# TASK INSTRUCTIONS:
Please copy every line of the items below word for word, leaving the pictures out of your answer.

———

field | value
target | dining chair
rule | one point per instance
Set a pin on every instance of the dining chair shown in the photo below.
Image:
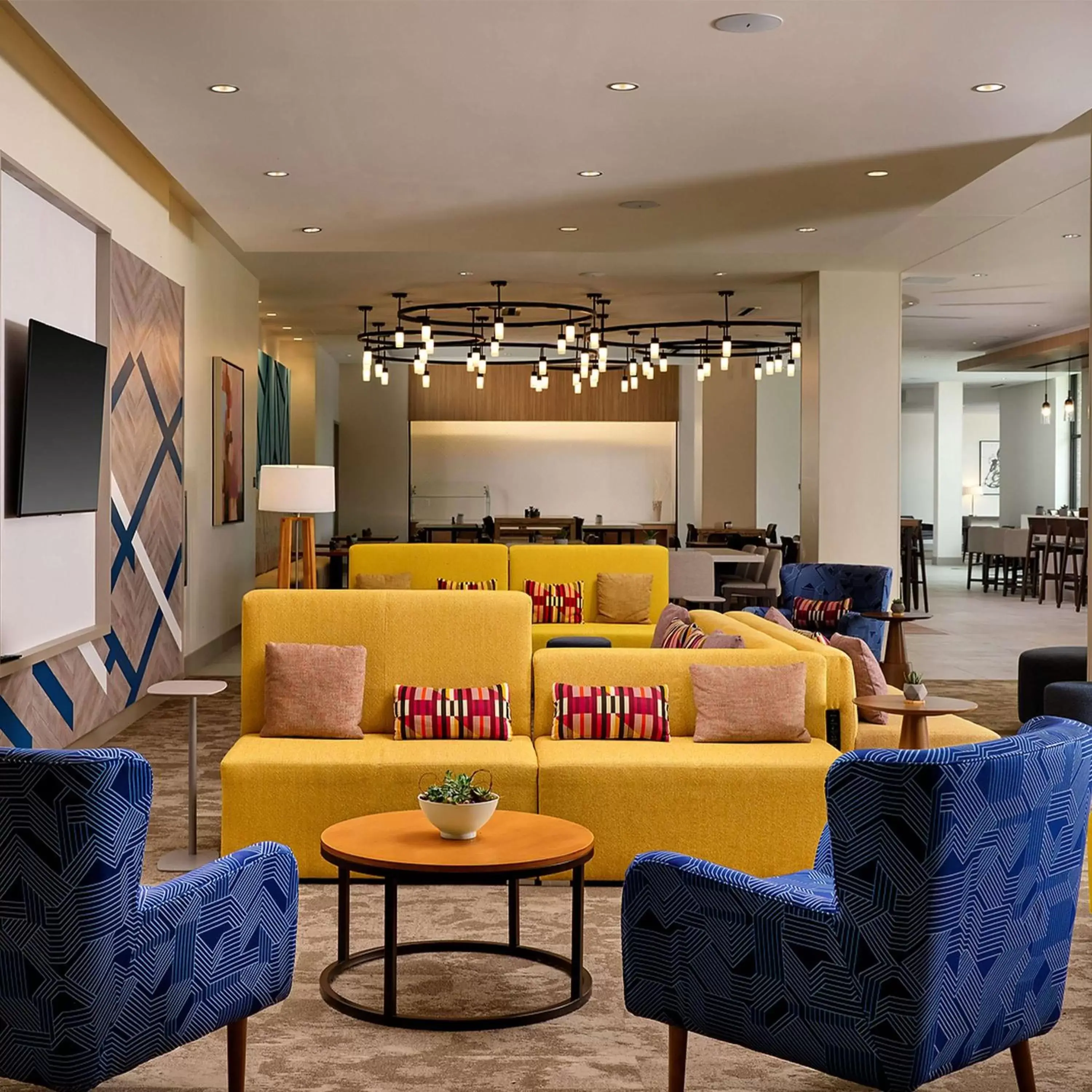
(102, 973)
(933, 933)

———

# REPLY:
field | value
target | dining chair
rule | one point per instance
Set a pin on every instance of the dining chair shown in the photo below.
Image:
(102, 973)
(933, 933)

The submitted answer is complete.